- [Consigne] Dites si chacune des affirmations suivantes concorde avec l'extrait sur l'affaire Al-Dulimi ci-dessous, en répondant par oui ou non et en citant mot pour mot les termes décisifs de l'extrait. 1. La Suisse a adopté une ordonnance mettant en oeuvre des mesures avant de devenir membre de l'ONU. 2. Le requérant est désigné comme le responsable du financement de l'armée irakienne. 3. Le droit suisse offre au requérant une procédure pour contester les mesures qui le visent.

- [Extrait du texte]
Observons que la Suisse n'est devenue membre de l'ONU qu'en 2002, soit douze années après les deux résolutions du Conseil de sécurité. Le pays avait cependant accepté les obligations imposées par ces textes, et le Conseil fédéral avait adopté, dès le 7 août 1990, une ordonnance mettant en oeuvre une première série de mesures. Par la suite, cette "ordonnance sur l'Irak" sera modifiée à plusieurs reprises et le nom du requérant figurera en 2003 dans la liste de ceux qui ont directement participé au soutien du régime de Saddam Hussein (resolution 1518 du Conseil de sécurité). Il est en effet désigné comme le responsable du financement des services secrets irakiens.

Le débat devant la Cour européenne porte à la fois sur gel des avoirs de M. Al-Dulimi et sur sa demande de radiation de la liste des hauts responsables de l'ancien régime irakien ("Delisting"). Dans les deux cas, le requérant invoque une violation du droit au procès équitable, garanti par l'article 6 § 1 de la Convention européenne. Le droit suisse n'a, en effet, pas mis en place de procédure permettant à l'intéressé de contester les mesures qui le frappent. Dès lors que les Nations Unies n'offrent pas davantage de possibilité de recours, l'intéressé se trouve donc dans l'incapacité de faire valoir son droit au recours.

- [Lignes de données]
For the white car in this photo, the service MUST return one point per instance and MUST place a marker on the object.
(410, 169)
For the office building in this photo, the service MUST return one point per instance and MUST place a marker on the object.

- [Tâche réalisée]
1. Oui : « le Conseil fédéral avait adopté, dès le 7 août 1990, une ordonnance mettant en oeuvre une première série de mesures » et « la Suisse n'est devenue membre de l'ONU qu'en 2002 ».
2. Non : « Il est en effet désigné comme le responsable du financement des services secrets irakiens. »
3. Non : « Le droit suisse n'a, en effet, pas mis en place de procédure permettant à l'intéressé de contester les mesures qui le frappent. »